_PROBLEM TO SOLVE_.
Tally the lines of the data that include the word "tree". Only the number is to be returned.

Records from a data collection:
= = = =
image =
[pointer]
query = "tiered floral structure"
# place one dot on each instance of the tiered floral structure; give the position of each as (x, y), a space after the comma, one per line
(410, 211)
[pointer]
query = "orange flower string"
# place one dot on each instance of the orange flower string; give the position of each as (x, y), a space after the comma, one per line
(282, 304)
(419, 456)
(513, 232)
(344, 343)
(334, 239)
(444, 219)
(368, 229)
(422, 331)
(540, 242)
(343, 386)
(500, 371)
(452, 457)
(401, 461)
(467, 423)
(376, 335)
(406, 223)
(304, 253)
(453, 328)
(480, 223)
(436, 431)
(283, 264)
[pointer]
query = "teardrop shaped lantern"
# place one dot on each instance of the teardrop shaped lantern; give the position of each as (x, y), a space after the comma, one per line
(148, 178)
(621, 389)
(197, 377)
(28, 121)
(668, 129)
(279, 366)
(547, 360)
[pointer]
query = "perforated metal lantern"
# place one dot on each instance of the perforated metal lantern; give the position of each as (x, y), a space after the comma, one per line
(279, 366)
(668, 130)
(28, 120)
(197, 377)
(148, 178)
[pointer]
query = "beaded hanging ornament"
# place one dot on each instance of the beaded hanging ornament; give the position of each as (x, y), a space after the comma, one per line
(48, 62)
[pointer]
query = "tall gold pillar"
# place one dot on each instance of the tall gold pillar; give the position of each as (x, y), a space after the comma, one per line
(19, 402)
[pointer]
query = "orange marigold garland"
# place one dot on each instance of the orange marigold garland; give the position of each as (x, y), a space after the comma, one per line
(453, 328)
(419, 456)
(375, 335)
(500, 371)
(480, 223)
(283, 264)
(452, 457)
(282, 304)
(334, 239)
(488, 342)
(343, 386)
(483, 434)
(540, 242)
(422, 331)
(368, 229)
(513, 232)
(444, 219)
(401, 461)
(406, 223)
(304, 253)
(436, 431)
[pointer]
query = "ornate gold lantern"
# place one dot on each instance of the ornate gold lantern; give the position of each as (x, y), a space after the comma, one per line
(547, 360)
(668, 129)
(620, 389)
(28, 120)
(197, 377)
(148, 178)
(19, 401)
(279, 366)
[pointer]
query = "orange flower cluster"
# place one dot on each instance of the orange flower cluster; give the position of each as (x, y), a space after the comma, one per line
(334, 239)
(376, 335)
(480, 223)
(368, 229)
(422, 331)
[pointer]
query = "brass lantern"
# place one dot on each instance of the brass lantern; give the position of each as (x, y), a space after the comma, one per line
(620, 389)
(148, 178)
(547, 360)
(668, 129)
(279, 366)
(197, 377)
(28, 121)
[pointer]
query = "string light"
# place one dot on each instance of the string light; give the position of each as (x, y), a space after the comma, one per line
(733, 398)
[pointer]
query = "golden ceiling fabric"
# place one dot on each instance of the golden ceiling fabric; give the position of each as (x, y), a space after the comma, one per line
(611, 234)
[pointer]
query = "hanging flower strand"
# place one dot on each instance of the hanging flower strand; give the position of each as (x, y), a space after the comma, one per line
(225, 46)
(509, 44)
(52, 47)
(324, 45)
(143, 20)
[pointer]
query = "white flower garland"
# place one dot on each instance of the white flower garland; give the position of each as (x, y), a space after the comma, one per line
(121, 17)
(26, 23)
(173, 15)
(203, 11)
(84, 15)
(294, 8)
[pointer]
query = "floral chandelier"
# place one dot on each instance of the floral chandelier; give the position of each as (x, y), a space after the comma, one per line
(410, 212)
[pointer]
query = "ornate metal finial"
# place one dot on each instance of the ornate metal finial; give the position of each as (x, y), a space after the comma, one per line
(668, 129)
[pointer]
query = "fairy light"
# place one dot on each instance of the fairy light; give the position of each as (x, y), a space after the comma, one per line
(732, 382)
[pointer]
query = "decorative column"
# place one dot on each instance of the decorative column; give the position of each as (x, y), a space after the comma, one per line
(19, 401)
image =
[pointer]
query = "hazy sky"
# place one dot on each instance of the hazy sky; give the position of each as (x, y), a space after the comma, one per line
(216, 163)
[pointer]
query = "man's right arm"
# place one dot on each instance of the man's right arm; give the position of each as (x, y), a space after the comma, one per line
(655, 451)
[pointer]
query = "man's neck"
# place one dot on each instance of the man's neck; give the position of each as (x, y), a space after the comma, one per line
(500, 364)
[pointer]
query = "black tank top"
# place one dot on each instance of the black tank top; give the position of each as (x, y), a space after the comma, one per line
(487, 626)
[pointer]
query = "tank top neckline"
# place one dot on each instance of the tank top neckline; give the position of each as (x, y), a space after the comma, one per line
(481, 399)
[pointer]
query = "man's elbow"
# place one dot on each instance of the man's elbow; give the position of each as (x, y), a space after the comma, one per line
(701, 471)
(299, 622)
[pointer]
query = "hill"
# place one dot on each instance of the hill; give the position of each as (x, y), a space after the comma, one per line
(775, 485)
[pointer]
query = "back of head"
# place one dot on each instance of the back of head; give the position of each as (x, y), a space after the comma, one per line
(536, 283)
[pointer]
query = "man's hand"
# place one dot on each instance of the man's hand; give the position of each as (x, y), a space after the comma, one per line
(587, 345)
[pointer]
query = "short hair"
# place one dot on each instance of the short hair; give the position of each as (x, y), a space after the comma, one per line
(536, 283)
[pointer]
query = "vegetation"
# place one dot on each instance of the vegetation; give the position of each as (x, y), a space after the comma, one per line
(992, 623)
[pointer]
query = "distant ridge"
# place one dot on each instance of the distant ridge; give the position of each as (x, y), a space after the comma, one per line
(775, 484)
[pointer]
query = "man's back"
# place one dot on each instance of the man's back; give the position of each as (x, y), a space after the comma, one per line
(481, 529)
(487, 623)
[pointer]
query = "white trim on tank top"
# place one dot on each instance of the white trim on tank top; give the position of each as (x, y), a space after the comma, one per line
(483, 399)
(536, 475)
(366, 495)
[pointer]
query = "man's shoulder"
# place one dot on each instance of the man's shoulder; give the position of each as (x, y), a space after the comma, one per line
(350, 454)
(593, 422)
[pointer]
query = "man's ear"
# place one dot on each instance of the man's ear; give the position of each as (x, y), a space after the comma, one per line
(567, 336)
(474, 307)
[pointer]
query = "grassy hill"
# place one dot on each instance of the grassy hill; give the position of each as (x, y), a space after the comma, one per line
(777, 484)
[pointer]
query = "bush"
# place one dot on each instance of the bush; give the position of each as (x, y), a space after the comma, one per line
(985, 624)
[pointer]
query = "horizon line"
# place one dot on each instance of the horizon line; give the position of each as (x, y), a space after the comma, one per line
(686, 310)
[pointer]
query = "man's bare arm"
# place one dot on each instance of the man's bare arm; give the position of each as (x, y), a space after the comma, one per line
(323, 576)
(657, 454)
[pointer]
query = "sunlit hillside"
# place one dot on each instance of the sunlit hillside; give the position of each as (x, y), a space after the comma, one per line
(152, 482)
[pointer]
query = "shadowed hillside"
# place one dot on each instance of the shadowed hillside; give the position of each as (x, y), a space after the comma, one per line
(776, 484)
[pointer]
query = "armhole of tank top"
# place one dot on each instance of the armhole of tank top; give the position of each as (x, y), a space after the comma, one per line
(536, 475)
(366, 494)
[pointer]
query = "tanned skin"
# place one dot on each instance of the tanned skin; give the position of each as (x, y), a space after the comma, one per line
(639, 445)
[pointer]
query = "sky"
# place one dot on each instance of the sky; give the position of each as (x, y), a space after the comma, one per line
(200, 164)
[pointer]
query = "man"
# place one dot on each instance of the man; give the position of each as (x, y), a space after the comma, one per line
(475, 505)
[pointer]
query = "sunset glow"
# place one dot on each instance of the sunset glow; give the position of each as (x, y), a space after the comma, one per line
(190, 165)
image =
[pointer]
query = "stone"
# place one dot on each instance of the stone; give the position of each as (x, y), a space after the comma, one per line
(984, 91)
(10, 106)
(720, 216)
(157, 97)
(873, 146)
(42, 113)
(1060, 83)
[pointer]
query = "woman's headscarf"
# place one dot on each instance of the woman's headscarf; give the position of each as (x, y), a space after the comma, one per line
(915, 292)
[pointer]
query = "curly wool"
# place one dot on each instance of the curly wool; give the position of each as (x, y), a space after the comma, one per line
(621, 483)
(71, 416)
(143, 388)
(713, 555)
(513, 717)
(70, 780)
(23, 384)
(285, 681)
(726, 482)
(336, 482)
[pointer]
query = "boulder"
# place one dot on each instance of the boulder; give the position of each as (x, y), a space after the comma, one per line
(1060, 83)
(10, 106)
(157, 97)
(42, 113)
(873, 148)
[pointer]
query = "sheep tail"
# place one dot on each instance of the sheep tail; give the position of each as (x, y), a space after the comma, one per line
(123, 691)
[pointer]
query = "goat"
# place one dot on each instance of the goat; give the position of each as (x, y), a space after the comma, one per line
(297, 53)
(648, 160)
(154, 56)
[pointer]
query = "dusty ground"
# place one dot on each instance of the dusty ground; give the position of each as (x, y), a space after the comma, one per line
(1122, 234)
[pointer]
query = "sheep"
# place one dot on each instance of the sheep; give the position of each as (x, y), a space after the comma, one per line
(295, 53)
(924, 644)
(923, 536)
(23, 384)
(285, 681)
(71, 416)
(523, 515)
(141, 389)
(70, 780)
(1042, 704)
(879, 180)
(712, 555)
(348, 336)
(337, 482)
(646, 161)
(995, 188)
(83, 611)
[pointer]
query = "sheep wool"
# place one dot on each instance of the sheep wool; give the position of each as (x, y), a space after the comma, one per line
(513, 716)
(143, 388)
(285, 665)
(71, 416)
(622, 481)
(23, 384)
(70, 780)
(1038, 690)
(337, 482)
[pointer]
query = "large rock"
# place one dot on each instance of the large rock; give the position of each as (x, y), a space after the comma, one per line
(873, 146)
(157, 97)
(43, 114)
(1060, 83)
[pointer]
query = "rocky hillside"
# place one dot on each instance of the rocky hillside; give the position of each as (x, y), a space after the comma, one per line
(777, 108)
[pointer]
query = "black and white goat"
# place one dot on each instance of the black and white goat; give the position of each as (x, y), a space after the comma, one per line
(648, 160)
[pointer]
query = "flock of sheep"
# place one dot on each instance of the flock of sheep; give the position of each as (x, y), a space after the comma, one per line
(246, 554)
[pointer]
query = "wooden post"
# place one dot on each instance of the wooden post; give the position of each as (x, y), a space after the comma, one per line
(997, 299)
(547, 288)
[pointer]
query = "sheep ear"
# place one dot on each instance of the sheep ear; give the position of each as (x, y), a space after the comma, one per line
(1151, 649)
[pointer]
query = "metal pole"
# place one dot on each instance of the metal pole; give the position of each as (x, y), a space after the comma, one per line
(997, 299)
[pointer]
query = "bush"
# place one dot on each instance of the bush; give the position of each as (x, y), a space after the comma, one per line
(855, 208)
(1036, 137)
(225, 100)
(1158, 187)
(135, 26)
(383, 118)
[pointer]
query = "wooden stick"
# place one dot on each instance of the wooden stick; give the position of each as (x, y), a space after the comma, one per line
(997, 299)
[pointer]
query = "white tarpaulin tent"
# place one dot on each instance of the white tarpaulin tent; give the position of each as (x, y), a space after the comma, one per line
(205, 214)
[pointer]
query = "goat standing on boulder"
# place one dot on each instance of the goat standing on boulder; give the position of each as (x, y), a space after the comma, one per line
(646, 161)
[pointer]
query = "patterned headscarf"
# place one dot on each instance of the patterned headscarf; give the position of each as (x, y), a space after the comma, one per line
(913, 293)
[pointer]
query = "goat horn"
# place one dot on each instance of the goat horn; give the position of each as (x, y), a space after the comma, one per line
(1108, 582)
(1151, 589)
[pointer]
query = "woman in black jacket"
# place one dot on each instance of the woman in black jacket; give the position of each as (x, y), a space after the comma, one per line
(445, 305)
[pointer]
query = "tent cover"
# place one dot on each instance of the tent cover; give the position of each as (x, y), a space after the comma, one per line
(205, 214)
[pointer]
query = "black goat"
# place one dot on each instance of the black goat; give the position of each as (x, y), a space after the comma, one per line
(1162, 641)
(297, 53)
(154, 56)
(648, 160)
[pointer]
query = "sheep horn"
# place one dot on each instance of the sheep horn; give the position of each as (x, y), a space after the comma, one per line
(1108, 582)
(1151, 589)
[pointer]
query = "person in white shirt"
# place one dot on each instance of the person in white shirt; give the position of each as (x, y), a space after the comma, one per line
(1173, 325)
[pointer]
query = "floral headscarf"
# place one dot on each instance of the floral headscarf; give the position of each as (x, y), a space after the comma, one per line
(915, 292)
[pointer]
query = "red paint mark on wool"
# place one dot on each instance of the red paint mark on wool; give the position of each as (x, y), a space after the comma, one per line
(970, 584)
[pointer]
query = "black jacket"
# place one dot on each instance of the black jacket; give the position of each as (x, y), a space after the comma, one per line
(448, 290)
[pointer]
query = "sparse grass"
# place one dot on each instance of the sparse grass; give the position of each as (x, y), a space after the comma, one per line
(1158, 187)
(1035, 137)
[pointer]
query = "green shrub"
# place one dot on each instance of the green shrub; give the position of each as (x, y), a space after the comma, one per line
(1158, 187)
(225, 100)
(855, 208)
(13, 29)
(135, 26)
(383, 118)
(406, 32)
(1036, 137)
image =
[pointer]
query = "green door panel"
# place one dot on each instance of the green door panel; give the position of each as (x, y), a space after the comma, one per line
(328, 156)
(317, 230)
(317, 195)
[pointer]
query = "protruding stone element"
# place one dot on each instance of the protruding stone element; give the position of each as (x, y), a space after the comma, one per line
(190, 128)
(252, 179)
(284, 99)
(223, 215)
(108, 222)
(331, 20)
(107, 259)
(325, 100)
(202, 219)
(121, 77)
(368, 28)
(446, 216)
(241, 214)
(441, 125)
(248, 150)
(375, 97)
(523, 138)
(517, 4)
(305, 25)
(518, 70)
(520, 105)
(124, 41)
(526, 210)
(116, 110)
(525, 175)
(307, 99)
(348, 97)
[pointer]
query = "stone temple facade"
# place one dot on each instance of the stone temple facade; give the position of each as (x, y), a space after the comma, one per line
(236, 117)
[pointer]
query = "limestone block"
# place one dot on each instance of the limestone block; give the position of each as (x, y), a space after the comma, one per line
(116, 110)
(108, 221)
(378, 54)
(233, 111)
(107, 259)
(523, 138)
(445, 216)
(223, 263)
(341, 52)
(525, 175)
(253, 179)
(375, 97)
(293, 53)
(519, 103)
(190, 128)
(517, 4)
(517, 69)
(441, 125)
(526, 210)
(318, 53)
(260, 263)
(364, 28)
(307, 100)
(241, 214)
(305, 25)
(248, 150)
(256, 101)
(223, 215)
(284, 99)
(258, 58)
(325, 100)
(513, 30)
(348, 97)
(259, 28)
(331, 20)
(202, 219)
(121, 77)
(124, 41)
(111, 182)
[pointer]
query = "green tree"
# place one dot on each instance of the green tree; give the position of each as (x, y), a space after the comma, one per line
= = = =
_OUTPUT FOR THIS TASK_.
2